---- Supplied material
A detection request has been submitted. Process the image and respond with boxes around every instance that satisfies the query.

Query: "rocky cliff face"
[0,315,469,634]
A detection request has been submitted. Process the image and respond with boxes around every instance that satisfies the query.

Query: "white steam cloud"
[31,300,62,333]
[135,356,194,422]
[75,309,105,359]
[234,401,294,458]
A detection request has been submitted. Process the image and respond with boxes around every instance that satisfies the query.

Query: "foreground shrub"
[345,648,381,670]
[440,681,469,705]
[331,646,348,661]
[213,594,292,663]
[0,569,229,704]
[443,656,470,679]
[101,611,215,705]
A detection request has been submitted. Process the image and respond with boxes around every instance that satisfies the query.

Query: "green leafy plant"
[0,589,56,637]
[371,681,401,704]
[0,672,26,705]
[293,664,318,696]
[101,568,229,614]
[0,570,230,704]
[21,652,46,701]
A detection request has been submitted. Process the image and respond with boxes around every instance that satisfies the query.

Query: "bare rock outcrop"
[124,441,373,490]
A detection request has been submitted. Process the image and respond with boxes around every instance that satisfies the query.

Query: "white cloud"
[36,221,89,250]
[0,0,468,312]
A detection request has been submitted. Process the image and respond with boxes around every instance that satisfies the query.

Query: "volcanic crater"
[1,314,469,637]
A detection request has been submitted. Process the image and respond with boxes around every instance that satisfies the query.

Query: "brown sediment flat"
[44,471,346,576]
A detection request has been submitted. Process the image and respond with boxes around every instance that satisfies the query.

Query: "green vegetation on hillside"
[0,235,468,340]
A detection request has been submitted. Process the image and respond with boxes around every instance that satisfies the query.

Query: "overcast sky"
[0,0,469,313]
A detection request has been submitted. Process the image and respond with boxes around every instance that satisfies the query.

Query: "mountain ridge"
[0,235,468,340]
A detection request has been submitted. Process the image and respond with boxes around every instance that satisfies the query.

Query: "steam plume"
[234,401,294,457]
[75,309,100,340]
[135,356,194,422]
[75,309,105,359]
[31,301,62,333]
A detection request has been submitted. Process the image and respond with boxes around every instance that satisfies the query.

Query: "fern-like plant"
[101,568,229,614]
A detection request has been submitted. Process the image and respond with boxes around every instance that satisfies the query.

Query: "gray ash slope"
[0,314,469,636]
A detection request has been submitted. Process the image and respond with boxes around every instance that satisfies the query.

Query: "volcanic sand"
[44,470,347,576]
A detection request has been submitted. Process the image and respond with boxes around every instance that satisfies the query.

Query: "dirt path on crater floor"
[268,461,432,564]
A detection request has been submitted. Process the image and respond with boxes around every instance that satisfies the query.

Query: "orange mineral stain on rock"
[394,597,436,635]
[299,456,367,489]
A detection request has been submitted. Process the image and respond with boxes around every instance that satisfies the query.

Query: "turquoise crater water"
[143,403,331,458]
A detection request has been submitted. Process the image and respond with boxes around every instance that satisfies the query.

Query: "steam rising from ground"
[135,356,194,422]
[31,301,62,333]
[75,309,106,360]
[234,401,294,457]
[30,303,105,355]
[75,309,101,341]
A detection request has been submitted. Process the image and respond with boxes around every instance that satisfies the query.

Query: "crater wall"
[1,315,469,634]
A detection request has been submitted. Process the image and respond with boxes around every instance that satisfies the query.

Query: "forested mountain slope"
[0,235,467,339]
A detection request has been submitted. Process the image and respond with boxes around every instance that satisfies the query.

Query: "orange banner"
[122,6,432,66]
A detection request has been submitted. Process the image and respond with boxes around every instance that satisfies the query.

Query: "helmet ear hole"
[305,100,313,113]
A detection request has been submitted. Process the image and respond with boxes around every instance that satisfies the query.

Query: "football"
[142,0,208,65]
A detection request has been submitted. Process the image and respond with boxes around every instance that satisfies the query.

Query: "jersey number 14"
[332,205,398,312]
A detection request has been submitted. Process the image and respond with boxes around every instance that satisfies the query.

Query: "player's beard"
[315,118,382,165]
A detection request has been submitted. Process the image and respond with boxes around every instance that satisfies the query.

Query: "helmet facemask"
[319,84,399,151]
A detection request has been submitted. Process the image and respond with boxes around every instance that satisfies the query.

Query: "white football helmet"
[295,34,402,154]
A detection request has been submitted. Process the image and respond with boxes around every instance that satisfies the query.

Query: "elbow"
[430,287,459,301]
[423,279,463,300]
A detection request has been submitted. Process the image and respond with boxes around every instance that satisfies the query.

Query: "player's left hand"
--------
Activity
Your reply should contain each entry, copied without alteration.

Response
A detection request has been submitted. Process the image and respond with boxes around every instance that satisfies the query.

Query: "rocky cliff face"
[0,315,469,634]
A detection request has been submitted. Process the image and respond with boxes around every instance that satisfies the query.

Query: "white steam cloud"
[31,300,62,333]
[135,356,194,422]
[75,309,105,359]
[234,401,294,458]
A detection request has been submitted. Process the image and respond with boxes around every instance that satisfies the query.

Query: "foreground shrub"
[345,648,381,670]
[440,681,469,705]
[331,646,348,661]
[213,594,292,663]
[0,569,229,704]
[443,656,470,679]
[101,611,215,705]
A detection request has been submitted. Process the image and respond with boxes around every instance that satisfies the query.

Query: "green leafy plant"
[0,589,56,637]
[371,681,401,704]
[0,672,26,705]
[293,664,318,696]
[101,568,229,614]
[0,570,230,704]
[21,652,46,701]
A detection request has been submitted. Process the image and respond with boxes around every instance that satisfies the query.

Query: "bare rock outcrop"
[124,441,373,490]
A detection request has been submitted. Process the image and respond with boxes around every instance that satisfies the query.

Query: "white cloud"
[36,221,89,250]
[0,0,468,312]
A detection request has been submitted. Process the image and respond with boxes around every instance that satisfies the query.

Query: "volcanic crater"
[1,314,469,637]
A detection request has been submitted. Process the image and respond with boxes around every instance that satisfies the query.

Query: "brown sediment flat"
[44,471,346,576]
A detection request has been submitted. Process the image and respond with boxes around every instance that satisfies the query.

Query: "green vegetation on hillside"
[0,235,468,340]
A detection request has been submitted. Process the image and respond with boxes around every instance that satisfies the query.

Query: "overcast sky"
[0,0,469,313]
A detection request has been submitted. Process the image and respond with boxes around every instance that satisfies the query.

Query: "mountain ridge"
[0,235,468,340]
A detection request has been submitted. Process the image and respond with boxes around every instance that satisfies the query.

Query: "steam plume"
[234,401,294,457]
[75,309,100,340]
[135,356,194,422]
[75,309,105,359]
[31,301,62,333]
A detection request has been submitted. Process the image and respond with boxes around every instance that satisfies the query.

Query: "fern-like plant"
[101,568,229,614]
A detection request has been submitted. Process the image and respond with boxes around every instance that satisfies the query.

Query: "gray ash slope"
[0,314,469,636]
A detection request has been submitted. Process the image and respond with boxes around every instance that satisfies the query.

Query: "volcanic sand"
[44,470,347,576]
A detection request has been submitted. Process the image and respond with boxes around every instance that satisfies the query.

Query: "dirt path on crater floor"
[268,461,432,564]
A detection request has been submitted. Process the image and respond with boxes around every instance that satisfies the query.

Query: "orange mineral stain on rock"
[394,597,436,635]
[299,456,367,489]
A detection request has been submitted. Process the image and respond with boxes around every instance that satisfies the query.

Query: "turquoise crater water"
[143,403,331,458]
A detection request has been submitted. Process the image and respond with boxes around every instance that satisfies the query.

Query: "steam rising from ground"
[135,356,194,422]
[31,301,62,333]
[75,309,106,360]
[234,401,294,457]
[30,303,105,355]
[75,309,101,341]
A detection request has been submitted. Process the image and respond with boxes around every instance that satisfies the query.

Query: "crater wall"
[1,315,469,634]
A detection request has been submitted. Process the image and respond with boxes around every instance that satisfies the query.

Query: "forested mountain slope"
[0,235,467,339]
A detection request has been submitted. Process the image and respond with boxes around every instance that satisfies the query.

Query: "orange banner"
[122,6,432,66]
A detection request has been submitted. Process the image and respond with boxes around every instance that satisfies the query.

Query: "helmet ear hole"
[305,100,313,113]
A detection request has been submitted. Process the image and respond with boxes around every instance that satisfies the query.

Query: "football"
[142,0,208,65]
A detection request has been submitted. Process the image and respond with boxes around every instance that satisfies the query.

Query: "jersey number 14"
[332,205,398,312]
A detection request has been submitted. Process the image and respond with boxes around every instance that satisfies the query.

Query: "player's beard"
[315,118,382,165]
A detection request has been submitted. Process the image and respond with boxes around every instance that satisfies the query.

Query: "helmet facemask"
[319,84,399,151]
A detection request has been submitted. Process the image and respond with boxes around every instance that satisfies the query.

Query: "white football helmet"
[295,34,402,154]
A detection request has been submitted. Process the image and respond with boxes around every instance that satisfies the query.

Query: "elbow"
[430,287,459,301]
[423,279,463,300]
A detection request has been submitted. Process the image and respond with boxes around every instance that satisfies the query.

Query: "player's left hand"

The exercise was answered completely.